Bis zum Schuljahr 2026/2027 sollen alle 4.000 Schulen feststehen, die zehn Jahre lang im Rahmen dieses Bund-Länder-Programms auf verschiedene Weise finanzielle und personelle Hilfe bei der Förderung der Kinder erhalten. Der Bund stellt dafür zehn Jahre lang jeweils eine Milliarde Euro jährlich zur Verfügung. Weitere bis zu zehn Milliarden sollen über den gleichen Zeitraum hinweg die Länder aufbringen. Stark-Watzinger sprach von „dem bisher größten und langfristigsten Bildungsprogramm in der Geschichte der Bundesrepublik“. Die Präsidentin der Kultusministerkonferenz (KMK), Christine Streichert-Clivot (SPD), äußerte die Hoffnung, dass es mit dem Programm endlich gelingen werde, den „nach wie vor sehr starken und vielleicht sogar wieder stärker gewordenen Zusammenhang von sozialer Herkunft und Bildungserfolg aufzubrechen“.

Das Startchancenprogramm besteht aus drei Säulen:

Säule I:

Knapp vier Milliarden des Bundesgeldes sollen innerhalb der nächsten zehn Jahre für die Schaffung von „modernen, klimagerechten und barrierefreien Lernorten“ in den von den Ländern auszusuchenden Schulen investiert werden. Nur in dieser Säule wird das Geld an die Länder nach sozialen Kriterien ausgezahlt – etwa Migrantenanteil, Armutsquote und Arbeitslosigkeit der Eltern – statt wie bisher üblich nach Einwohnerzahl, Steueraufkommen und Wirtschaftsleistung („Königsteiner Schlüssel“). Bayern und Hessen, aber auch Baden-Württemberg hatten sich dieser vom Bund und auch von der GEW geforderten Regelung lange widersetzt. Reguläre, ohnehin an den Schulgebäuden anstehende Reparaturen, werden nicht unterstützt. Rechtsgrundlage dafür ist der Investitions-Artikel 104c des Grundgesetzes. Der Vorteil: Hier kann der Bund auch die Verwendung der Gelder kontrollieren, notfalls von Ländern und Kommunen Akteneinsicht verlangen. Das Programm soll später wissenschaftlich evaluiert werden.

Bereitgestellte Daten.
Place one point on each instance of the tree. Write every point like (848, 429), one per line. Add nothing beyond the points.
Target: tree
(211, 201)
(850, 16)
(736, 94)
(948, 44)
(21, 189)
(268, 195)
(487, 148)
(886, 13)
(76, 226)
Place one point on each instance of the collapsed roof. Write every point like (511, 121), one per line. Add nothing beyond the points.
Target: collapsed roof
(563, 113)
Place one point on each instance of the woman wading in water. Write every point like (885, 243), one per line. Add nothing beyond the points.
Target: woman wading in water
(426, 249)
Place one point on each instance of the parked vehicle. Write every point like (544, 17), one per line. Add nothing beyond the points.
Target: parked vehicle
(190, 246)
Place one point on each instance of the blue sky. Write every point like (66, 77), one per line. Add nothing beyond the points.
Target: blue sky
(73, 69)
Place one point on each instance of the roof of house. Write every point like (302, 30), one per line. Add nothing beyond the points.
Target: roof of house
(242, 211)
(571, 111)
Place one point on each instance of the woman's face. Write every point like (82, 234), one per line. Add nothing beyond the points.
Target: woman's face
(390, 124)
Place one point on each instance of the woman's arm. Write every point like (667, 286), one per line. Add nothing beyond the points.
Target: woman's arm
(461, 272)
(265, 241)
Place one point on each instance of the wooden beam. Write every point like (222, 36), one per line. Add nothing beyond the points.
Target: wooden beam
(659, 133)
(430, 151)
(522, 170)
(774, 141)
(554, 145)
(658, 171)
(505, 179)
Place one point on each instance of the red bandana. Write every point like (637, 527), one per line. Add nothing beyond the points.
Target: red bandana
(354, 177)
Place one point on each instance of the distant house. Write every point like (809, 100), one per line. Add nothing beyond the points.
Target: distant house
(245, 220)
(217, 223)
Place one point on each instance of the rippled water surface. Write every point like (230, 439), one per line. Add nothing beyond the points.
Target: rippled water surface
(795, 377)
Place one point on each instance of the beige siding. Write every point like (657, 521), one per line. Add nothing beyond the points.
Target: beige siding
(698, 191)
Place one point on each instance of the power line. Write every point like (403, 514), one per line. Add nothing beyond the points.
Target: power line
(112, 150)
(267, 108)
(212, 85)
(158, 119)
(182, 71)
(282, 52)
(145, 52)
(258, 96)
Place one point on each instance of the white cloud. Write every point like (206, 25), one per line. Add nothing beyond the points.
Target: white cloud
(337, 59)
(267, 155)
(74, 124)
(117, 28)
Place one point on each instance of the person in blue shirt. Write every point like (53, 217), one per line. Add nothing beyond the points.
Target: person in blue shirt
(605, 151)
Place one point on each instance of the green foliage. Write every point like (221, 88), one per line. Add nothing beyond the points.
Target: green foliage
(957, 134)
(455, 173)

Aufgaben.
1 > Beantworte diese Fragen zum Text über das Startchancenprogramm:
(a) Wie viele Schulen sollen bis zum Schuljahr 2026/2027 feststehen?
(b) Wer ist laut Text Präsidentin der Kultusministerkonferenz?
(c) Welcher Artikel des Grundgesetzes bildet die Rechtsgrundlage für Säule I?
2 > Übersetze den Satz „Der Bund stellt dafür zehn Jahre lang jeweils eine Milliarde Euro jährlich zur Verfügung.“ aus dem Lesetext ins Englische.

Antworten.
1 >
(a) 4.000 Schulen
(b) Christine Streichert-Clivot (SPD)
(c) Der Investitions-Artikel 104c

2 > For this, the federal government is providing one billion euros each year for ten years.